- Work item
Report every line in the listing that contains the string "query".

--- START ---

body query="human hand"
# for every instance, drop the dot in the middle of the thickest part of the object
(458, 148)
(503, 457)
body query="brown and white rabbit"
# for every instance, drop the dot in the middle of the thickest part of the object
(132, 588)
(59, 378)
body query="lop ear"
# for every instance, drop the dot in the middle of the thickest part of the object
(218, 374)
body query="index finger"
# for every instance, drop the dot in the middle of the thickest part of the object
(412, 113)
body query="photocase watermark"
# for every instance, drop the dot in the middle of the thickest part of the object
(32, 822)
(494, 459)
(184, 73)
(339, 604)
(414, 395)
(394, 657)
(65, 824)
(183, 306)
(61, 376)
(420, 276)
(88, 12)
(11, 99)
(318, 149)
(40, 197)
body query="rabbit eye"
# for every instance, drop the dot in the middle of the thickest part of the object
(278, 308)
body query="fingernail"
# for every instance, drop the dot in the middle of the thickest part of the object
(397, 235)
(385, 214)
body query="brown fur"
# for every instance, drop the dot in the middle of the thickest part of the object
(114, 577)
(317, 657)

--- END ---

- Answer to this problem
body query="human hand"
body query="brown and white rabbit"
body query="lop ear"
body query="index finger"
body query="photocase watermark"
body query="rabbit eye"
body query="fingernail"
body query="brown fur"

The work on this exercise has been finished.